What the task requires
In the listing below, find each line that holds "navy" and list it.

Extracted data
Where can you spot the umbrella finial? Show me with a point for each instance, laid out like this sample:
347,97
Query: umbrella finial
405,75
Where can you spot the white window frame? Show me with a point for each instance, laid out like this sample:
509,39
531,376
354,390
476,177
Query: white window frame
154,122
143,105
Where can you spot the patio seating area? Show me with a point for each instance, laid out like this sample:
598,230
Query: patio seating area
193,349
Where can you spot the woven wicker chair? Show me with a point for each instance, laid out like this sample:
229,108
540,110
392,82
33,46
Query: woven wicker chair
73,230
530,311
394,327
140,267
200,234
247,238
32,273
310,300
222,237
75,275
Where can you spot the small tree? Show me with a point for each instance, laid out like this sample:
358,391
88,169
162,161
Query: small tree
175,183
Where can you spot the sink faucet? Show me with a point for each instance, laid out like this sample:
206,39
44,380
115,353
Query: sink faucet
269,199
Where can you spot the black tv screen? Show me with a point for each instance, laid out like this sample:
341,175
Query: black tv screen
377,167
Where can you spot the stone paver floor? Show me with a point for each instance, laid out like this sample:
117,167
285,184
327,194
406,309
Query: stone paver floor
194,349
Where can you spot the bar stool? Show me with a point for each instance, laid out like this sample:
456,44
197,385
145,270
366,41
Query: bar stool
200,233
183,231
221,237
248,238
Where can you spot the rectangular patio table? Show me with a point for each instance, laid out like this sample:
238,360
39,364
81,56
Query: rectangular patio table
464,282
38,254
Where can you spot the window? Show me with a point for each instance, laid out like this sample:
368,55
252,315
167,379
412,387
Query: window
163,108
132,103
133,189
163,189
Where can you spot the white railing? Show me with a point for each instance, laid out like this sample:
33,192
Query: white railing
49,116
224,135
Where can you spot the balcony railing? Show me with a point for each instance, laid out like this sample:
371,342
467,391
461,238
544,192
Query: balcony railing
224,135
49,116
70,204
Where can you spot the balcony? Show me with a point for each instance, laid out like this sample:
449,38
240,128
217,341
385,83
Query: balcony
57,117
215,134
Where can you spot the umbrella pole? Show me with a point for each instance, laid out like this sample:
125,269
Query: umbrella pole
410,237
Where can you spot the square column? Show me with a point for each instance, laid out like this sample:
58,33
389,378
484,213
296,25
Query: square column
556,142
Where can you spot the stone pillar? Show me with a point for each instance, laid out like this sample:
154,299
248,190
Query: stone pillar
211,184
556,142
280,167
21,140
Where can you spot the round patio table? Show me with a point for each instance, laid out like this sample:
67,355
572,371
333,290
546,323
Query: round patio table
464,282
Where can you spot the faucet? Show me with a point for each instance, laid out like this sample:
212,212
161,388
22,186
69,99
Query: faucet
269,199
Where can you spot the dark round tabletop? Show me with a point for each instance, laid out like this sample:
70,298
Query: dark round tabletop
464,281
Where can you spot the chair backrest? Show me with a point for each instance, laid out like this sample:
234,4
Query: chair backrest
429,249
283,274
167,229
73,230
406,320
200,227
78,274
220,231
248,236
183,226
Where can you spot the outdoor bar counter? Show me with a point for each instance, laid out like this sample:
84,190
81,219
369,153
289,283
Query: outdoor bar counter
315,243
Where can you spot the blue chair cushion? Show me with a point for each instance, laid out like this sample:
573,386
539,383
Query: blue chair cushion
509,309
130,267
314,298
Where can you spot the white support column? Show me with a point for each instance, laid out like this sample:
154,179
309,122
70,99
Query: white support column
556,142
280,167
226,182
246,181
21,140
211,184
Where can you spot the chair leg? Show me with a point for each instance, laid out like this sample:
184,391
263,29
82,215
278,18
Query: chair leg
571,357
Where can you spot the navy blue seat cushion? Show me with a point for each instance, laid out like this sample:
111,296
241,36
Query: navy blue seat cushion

Output
Where can you spot the navy blue seat cushion? Show me with a point for each instance, laid out like this sample:
Query: navy blue seat cushion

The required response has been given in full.